* _Description of the task_
Count the lines below that contain the string "window" and reply with that number alone.

* _Exercise inputs_
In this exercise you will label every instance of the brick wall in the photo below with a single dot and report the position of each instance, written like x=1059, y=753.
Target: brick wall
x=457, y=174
---
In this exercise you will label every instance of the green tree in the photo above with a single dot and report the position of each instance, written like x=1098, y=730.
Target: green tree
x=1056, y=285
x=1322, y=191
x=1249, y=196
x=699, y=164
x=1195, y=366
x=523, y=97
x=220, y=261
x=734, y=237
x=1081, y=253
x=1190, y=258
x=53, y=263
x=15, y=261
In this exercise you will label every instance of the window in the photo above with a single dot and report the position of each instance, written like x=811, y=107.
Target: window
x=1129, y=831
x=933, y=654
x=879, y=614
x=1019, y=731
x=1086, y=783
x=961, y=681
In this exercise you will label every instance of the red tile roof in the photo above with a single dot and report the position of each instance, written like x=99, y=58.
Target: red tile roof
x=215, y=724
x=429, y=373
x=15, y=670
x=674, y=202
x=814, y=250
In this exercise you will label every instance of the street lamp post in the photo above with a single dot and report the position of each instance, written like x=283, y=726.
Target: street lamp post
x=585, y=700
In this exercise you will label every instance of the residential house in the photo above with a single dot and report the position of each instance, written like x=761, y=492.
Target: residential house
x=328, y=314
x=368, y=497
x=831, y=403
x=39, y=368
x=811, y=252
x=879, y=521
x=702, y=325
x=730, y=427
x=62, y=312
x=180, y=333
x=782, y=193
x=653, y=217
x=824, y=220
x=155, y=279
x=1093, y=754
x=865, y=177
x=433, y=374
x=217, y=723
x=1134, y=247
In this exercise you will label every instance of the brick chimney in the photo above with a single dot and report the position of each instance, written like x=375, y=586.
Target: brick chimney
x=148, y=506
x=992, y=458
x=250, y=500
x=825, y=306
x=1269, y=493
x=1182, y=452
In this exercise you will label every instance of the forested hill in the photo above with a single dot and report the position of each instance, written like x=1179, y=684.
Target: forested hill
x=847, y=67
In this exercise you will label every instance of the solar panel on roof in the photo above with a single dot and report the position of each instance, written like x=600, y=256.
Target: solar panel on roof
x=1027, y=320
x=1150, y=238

* _Response to the exercise_
2